## [Record excerpts]

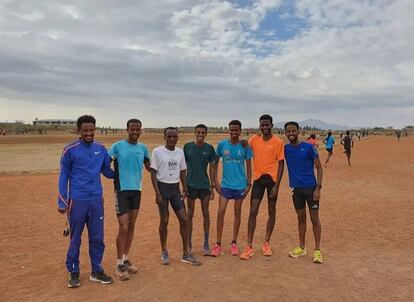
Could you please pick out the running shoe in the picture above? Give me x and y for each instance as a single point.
(190, 260)
(267, 251)
(101, 277)
(234, 250)
(164, 258)
(297, 252)
(73, 280)
(217, 251)
(205, 251)
(122, 272)
(132, 269)
(317, 257)
(247, 253)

## [What to work on]
Leave the pictures out and print every record exactly.

## [Answer space]
Could you please pick out the running shoe in the picture above? Give me x and y for each instance as a single point.
(190, 260)
(267, 251)
(101, 277)
(234, 250)
(164, 258)
(297, 252)
(73, 280)
(217, 251)
(205, 251)
(122, 272)
(132, 269)
(317, 257)
(247, 253)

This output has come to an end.